STI Testing & False Negative Results

One of the most important considerations in the realm of diagnostic testing is the accuracy and reliability of the testing procedure itself. Accurate results are an important part of diagnostic medicine as they form the basis of the most important clinical decision: whether you suffer from a particular illness or not. In this article we look at one of the big concerns when it comes to diagnostic testing, particularly in the field of testing for sexually transmitted infections.

What is a false negative result?

In the realm of testing for infections, including sexually transmitted diseases (STDs or STIs), erroneous results can be split into two categories: false positives and false negatives. False positives are results which incorrectly report the presence of an infection, while false negatives are the opposite, wrongly reporting the absence of an infection.

What causes a false negative result?

In the design and development of STD tests there are two important considerations, specificity and sensitivity. The latter is the test’s ability to detect an illness, while the former is a test’s ability to specifically detect a particular infection. If a test is overly sensitive then the chances of a false positive are increased as it may inaccurately report the presence of an infection, whereas if a test is overly specific it may result in a false negative.

DATA FOR ANALYSIS:
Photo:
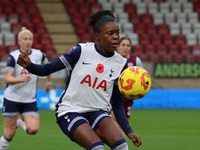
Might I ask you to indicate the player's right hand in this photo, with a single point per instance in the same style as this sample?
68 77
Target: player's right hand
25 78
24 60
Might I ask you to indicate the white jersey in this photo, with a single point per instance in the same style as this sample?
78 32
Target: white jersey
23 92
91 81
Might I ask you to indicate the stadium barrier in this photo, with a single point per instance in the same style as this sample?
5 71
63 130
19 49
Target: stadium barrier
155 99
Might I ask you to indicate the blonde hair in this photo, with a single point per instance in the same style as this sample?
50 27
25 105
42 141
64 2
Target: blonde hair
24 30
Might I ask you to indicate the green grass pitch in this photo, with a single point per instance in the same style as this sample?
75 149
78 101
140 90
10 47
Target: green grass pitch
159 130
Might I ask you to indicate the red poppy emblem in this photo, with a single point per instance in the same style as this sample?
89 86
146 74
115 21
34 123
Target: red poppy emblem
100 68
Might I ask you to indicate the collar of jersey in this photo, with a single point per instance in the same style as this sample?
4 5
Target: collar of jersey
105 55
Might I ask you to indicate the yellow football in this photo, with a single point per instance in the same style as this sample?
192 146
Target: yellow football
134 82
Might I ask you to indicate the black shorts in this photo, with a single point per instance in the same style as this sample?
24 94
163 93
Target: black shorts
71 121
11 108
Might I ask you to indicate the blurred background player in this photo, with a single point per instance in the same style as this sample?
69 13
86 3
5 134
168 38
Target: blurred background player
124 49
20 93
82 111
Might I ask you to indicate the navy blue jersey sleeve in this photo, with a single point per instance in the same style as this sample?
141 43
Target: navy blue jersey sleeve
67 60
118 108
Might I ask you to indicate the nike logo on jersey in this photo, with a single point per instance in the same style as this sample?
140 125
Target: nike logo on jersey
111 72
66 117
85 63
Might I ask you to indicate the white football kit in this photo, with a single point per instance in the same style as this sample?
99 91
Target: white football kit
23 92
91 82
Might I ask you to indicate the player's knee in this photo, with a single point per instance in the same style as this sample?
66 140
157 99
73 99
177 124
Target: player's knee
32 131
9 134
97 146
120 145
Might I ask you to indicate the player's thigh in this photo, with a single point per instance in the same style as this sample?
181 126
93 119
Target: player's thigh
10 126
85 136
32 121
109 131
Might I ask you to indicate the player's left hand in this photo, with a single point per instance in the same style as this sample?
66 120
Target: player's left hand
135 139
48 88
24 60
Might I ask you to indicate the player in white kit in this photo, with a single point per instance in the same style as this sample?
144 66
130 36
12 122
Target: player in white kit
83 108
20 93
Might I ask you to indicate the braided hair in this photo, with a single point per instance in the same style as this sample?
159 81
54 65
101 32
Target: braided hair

ACTIVITY 1: Could you rewrite the article on STI testing, starting at "In the realm of testing" and ending at "a false negative.", changing "specificity" to "selectivity"?
ACTIVITY 2: How would you continue the article on STI testing from where it stops?
The lines aren't needed and can be set aside.

OUTPUT 1:
In the realm of testing for infections, including sexually transmitted diseases (STDs or STIs), erroneous results can be split into two categories: false positives and false negatives. False positives are results which incorrectly report the presence of an infection, while false negatives are the opposite, wrongly reporting the absence of an infection.

What causes a false negative result?

In the design and development of STD tests there are two important considerations, selectivity and sensitivity. The latter is the test’s ability to detect an illness, while the former is a test’s ability to specifically detect a particular infection. If a test is overly sensitive then the chances of a false positive are increased as it may inaccurately report the presence of an infection, whereas if a test is overly specific it may result in a false negative.

OUTPUT 2:
STI tests are designed to balance sensitivity and specificity, and thereby reduce the chances of an inaccurate diagnosis.

False negatives can also occur because of the timing of a test. If a test is performed within what is called the window period of a particular infection then the chances of a false negative are elevated. The window period varies between tests and infections, and is essentially the time taken between the point of infection and when a particular test can detect a specific infection accurately. Testing within the window period affects the reliability of results, and this can be, for example, because of an insufficient amount of antibody if an antibody test is being used.